In the entries below, how many lines hold the word "fried"? Answer with the number only.

---+---

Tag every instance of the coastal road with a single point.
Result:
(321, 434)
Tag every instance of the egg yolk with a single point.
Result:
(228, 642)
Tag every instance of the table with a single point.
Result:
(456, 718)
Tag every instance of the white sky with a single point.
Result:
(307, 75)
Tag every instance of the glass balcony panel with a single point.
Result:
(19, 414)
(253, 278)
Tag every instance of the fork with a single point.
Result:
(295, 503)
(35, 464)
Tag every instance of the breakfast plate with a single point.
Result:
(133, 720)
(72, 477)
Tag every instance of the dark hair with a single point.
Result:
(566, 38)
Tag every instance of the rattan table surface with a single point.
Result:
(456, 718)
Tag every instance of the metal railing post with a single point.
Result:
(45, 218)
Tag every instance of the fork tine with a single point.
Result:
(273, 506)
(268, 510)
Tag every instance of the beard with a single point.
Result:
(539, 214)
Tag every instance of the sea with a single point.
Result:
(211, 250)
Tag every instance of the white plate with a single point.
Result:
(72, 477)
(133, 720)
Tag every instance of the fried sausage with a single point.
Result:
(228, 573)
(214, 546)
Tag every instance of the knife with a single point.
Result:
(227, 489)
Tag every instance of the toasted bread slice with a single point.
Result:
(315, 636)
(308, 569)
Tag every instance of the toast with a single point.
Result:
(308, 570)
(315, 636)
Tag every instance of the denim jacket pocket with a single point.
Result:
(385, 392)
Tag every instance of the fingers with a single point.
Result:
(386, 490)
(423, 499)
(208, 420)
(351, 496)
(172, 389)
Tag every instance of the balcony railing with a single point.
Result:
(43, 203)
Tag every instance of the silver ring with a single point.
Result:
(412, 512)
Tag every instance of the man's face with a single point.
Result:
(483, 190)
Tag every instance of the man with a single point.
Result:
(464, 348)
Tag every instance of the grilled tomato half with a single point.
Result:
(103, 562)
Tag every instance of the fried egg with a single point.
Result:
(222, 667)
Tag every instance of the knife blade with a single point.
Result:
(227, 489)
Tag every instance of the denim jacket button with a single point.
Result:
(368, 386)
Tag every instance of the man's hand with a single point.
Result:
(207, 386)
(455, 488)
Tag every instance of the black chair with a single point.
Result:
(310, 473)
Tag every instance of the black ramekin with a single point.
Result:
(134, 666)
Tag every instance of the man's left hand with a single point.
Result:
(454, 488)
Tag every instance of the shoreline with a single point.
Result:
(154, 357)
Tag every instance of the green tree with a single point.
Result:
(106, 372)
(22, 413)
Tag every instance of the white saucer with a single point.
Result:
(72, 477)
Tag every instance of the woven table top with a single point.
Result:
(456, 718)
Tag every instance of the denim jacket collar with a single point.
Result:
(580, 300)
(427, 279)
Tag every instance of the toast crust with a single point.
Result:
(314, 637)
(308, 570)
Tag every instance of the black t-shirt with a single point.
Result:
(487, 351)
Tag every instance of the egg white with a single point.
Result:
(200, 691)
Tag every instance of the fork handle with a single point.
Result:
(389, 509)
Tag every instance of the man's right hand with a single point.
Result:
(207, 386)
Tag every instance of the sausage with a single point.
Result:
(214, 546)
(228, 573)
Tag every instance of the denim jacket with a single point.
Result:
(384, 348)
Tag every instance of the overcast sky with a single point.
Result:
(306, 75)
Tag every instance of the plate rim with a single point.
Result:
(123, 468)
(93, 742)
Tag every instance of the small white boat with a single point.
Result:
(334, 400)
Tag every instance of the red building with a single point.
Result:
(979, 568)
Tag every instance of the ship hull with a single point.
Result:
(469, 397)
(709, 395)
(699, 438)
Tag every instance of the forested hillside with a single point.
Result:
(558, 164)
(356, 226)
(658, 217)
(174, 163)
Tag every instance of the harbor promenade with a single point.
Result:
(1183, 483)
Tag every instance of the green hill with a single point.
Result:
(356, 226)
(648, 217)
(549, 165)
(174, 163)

---+---

(YOUR RESPONSE) 2